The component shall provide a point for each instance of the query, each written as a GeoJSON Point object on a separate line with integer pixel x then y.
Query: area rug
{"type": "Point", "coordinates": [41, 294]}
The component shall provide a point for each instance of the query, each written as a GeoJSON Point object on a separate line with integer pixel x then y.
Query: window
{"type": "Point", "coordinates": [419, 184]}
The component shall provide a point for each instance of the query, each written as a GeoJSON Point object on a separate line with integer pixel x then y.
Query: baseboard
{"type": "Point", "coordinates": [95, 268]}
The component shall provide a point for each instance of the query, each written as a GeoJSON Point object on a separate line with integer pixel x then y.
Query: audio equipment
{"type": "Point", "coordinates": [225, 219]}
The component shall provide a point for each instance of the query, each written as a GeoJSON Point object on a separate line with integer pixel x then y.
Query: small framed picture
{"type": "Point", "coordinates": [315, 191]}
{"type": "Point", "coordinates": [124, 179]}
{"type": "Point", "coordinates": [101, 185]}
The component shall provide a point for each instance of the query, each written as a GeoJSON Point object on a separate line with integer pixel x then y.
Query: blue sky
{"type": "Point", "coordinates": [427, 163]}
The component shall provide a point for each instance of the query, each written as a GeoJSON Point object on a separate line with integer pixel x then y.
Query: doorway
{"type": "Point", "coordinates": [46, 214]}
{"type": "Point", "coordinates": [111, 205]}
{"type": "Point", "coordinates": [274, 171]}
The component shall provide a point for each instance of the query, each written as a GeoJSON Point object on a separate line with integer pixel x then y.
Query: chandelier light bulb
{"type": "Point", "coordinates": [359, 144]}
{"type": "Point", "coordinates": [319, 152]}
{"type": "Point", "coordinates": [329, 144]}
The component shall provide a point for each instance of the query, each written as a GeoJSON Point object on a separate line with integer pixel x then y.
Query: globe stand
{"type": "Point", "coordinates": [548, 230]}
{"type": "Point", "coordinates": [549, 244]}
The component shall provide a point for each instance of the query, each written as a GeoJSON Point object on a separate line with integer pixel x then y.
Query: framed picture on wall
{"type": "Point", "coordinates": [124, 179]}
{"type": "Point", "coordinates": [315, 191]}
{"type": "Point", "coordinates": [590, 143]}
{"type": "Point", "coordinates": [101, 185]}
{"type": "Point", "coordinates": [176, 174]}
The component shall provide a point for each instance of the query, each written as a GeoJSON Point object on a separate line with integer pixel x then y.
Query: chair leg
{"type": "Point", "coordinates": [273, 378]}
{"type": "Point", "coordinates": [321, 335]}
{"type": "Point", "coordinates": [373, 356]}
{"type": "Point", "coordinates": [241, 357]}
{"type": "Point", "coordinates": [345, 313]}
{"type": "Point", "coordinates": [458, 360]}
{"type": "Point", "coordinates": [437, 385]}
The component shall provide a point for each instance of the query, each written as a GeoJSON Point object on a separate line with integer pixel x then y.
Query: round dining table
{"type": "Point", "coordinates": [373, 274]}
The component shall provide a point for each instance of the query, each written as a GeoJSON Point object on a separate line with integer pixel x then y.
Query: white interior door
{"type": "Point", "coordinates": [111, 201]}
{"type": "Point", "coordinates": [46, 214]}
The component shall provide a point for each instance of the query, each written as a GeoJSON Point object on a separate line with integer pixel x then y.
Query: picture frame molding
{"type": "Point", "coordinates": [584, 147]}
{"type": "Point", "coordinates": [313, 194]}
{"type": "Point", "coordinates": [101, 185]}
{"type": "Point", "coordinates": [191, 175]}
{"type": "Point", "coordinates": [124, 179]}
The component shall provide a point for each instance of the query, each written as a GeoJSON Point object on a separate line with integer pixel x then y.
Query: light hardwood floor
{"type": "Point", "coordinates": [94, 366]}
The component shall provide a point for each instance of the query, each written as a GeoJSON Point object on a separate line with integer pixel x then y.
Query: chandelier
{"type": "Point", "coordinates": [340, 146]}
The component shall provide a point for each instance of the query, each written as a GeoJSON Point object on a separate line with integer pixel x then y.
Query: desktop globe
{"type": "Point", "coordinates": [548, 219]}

::::::::::

Nothing in the data above may be skipped; repeat it all exactly.

The component shall provide a point for each instance of the query, each written as a GeoJSON Point object on a separate line with integer pixel x then y.
Query: area rug
{"type": "Point", "coordinates": [41, 294]}
The component shall provide a point for each instance of the query, each written as a GeoJSON Point object on a separate line with integer pixel x then y.
Query: window
{"type": "Point", "coordinates": [419, 184]}
The component shall provide a point for each instance of the query, each written as a GeoJSON Point object on a separate line with integer pixel x then y.
Query: baseboard
{"type": "Point", "coordinates": [95, 268]}
The component shall provide a point for each instance of the query, each written as a GeoJSON Point object on a separate line with integer pixel x then y.
Query: audio equipment
{"type": "Point", "coordinates": [225, 219]}
The component shall provide a point for each instance of the query, each written as a GeoJSON Point object on a separate line with integer pixel x then y.
Query: small framed picture
{"type": "Point", "coordinates": [315, 191]}
{"type": "Point", "coordinates": [124, 179]}
{"type": "Point", "coordinates": [101, 185]}
The component shall provide a point for each instance of the query, each written as a GeoJSON Point object on a separate line with integer pixel x then y.
Query: blue sky
{"type": "Point", "coordinates": [427, 163]}
The component shall provide a point for each instance of the query, each written as a GeoJSON Point object on a separate line with integer pixel x then y.
Query: doorway
{"type": "Point", "coordinates": [46, 214]}
{"type": "Point", "coordinates": [111, 205]}
{"type": "Point", "coordinates": [274, 171]}
The component shall provide a point for each instance of the query, each written as a GeoJSON Point object on a separate line with integer pixel x then y.
Query: chandelier light bulb
{"type": "Point", "coordinates": [359, 144]}
{"type": "Point", "coordinates": [319, 152]}
{"type": "Point", "coordinates": [329, 144]}
The component shall provide a point for each instance of the query, each written as a GeoJSON Point object on a separate line with integer pixel x then y.
Query: globe stand
{"type": "Point", "coordinates": [548, 230]}
{"type": "Point", "coordinates": [549, 244]}
The component shall provide a point for each instance of the query, each written as a GeoJSON Point object on a separate line with integer pixel x then y.
Query: framed picture on wall
{"type": "Point", "coordinates": [124, 179]}
{"type": "Point", "coordinates": [315, 191]}
{"type": "Point", "coordinates": [590, 143]}
{"type": "Point", "coordinates": [101, 185]}
{"type": "Point", "coordinates": [176, 174]}
The component shall provide a point for each instance of the query, each written as a GeoJSON Point object on a separate line with integer pixel x then y.
Query: chair leg
{"type": "Point", "coordinates": [273, 378]}
{"type": "Point", "coordinates": [321, 335]}
{"type": "Point", "coordinates": [373, 356]}
{"type": "Point", "coordinates": [241, 357]}
{"type": "Point", "coordinates": [345, 313]}
{"type": "Point", "coordinates": [458, 360]}
{"type": "Point", "coordinates": [437, 385]}
The component shall provide a point for each instance of the query, each written as a GeoJSON Point object on a separate line with integer pixel x then y.
Query: round dining table
{"type": "Point", "coordinates": [373, 274]}
The component shall provide a point for each instance of the query, each written as a GeoJSON Point object on a separate line with integer pixel x then y.
Query: white interior door
{"type": "Point", "coordinates": [111, 201]}
{"type": "Point", "coordinates": [46, 214]}
The component shall provide a point for each instance of the query, each written as a GeoJSON Point object on a separate line with integer pixel x then y.
Query: picture frame molding
{"type": "Point", "coordinates": [584, 147]}
{"type": "Point", "coordinates": [313, 194]}
{"type": "Point", "coordinates": [101, 185]}
{"type": "Point", "coordinates": [191, 175]}
{"type": "Point", "coordinates": [124, 179]}
The component shall provide a point for each instance of the query, each written as a GeoJSON Point object on a separate line with integer pixel x then y.
Query: light hardwood floor
{"type": "Point", "coordinates": [94, 366]}
The component shall provide a point for each instance of the query, each written as a GeoJSON Point object on a separate line with integer pixel x then y.
Query: chandelier
{"type": "Point", "coordinates": [340, 146]}
The component shall provide a point for each instance of the query, each written as a GeoJSON Point object on a separate line with integer pixel x then y.
Query: desktop globe
{"type": "Point", "coordinates": [548, 219]}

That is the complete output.